*To be done*:
Reproduce the complete listing without any deviation.

----------

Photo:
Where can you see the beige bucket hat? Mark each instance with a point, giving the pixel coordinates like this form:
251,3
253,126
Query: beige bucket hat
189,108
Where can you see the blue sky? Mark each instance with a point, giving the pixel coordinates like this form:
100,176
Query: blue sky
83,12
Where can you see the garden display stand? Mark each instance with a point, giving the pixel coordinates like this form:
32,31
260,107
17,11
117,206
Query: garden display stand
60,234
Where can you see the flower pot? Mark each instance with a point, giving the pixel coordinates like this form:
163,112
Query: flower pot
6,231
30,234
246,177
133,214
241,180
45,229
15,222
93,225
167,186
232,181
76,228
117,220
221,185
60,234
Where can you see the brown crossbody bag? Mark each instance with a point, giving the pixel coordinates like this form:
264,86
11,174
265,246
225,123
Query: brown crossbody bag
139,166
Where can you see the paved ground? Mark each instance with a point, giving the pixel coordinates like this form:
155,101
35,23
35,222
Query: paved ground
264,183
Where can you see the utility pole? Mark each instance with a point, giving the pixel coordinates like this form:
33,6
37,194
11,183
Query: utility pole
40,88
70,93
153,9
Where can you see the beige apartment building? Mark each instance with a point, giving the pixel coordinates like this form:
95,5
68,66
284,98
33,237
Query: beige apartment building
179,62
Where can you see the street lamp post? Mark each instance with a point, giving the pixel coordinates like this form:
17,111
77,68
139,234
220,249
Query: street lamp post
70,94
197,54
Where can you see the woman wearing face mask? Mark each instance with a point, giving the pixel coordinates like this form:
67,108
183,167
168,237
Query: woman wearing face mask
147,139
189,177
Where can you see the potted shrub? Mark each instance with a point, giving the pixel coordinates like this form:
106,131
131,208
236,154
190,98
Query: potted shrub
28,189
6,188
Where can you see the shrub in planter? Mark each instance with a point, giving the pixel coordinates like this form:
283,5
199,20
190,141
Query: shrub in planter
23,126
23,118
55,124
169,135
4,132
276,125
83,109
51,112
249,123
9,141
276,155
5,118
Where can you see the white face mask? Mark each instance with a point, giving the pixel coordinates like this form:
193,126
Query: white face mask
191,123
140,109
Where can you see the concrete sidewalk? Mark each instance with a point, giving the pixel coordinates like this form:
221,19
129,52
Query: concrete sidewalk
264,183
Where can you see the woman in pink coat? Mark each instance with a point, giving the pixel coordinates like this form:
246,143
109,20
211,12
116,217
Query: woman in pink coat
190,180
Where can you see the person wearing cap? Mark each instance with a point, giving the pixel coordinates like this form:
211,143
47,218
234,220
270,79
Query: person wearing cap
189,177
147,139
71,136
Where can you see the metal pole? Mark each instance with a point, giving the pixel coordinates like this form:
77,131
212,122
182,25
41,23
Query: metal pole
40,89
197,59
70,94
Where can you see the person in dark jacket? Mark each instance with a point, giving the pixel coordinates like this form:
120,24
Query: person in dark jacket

----------

*Solution to this exercise*:
Photo:
Where can you see the beige bucket hat? Mark each instance with a point, giving the pixel coordinates like this form:
251,3
253,126
Query: beige bucket hat
189,108
Where can you see the blue sky? Mark each instance with a point, giving the pixel coordinates like this form:
100,176
Query: blue sky
83,12
Where can you see the garden display stand? Mark each instance with a point, giving the pixel coordinates like this form:
32,31
260,107
17,11
117,206
Query: garden display stand
60,234
Where can you see the flower pot? Mark each instance with a point, giving the pixel coordinates like this form:
163,112
Query: flower pot
6,231
30,234
246,177
133,214
241,180
45,229
15,222
93,225
167,186
232,181
76,228
117,220
221,185
60,234
Where can you see the brown crossbody bag? Mark each instance with a point, giving the pixel coordinates like this form:
264,86
11,174
265,246
225,123
Query: brown crossbody bag
139,166
Where can you see the paved ground? Mark each instance with a point, giving the pixel coordinates like this form:
155,101
35,23
35,222
Query: paved ground
264,183
Where can you see the utility pole? Mark each instance with a point, giving the pixel coordinates like this form:
33,6
37,194
11,183
Query: utility pole
40,88
70,93
153,9
Where can you see the beige apartment building? Mark each instance with a point, giving the pixel coordinates like this form:
95,5
68,66
284,98
33,237
Query: beige apartment building
179,62
Where can you see the street lamp post? Mark each instance with a point, giving the pixel coordinates like this form:
17,111
77,68
139,234
220,249
Query: street lamp post
70,94
197,54
Where can you see the woman wearing face mask? Mark each instance with a point, giving the pixel coordinates like this form:
67,108
183,167
168,237
Query: woman wearing face mask
147,139
189,177
Where can you see the potted shrub? Mark each instance with a point, giving the pixel coordinates like this form:
106,131
131,208
236,154
190,98
Query: potted shrub
28,189
6,188
Where can you see the shrub in planter? Mark each instance with a point, giving the pixel coordinates like this form:
283,5
199,20
190,141
Query: shrub in planter
23,126
23,118
55,124
169,135
4,132
276,125
83,109
51,112
249,123
9,141
276,155
5,118
Where can you see the white face mask? Mark each instance with a point, giving the pixel coordinates like this form:
193,126
Query: white face mask
191,123
140,109
Where can you see the concrete sidewalk? Mark each instance with a point, giving the pixel coordinates like this form:
221,19
129,52
Query: concrete sidewalk
264,183
Where can you see the woman in pink coat? Mark each instance with a point, giving the pixel coordinates like this form:
246,143
109,20
211,12
116,217
Query: woman in pink coat
190,180
Where can you see the person wearing cap? Mark each instance with a point, giving the pixel coordinates like this form:
211,143
47,218
234,220
270,79
Query: person wearing cap
189,177
147,139
71,136
Where can you see the metal pole? Mark each instance with a point, giving the pixel coordinates like this form:
77,131
212,122
182,25
41,23
Query: metal pole
40,89
197,59
70,94
Where can you see the person in dark jacket? Mark each instance with a point, giving the pixel coordinates like this form:
120,24
Query: person in dark jacket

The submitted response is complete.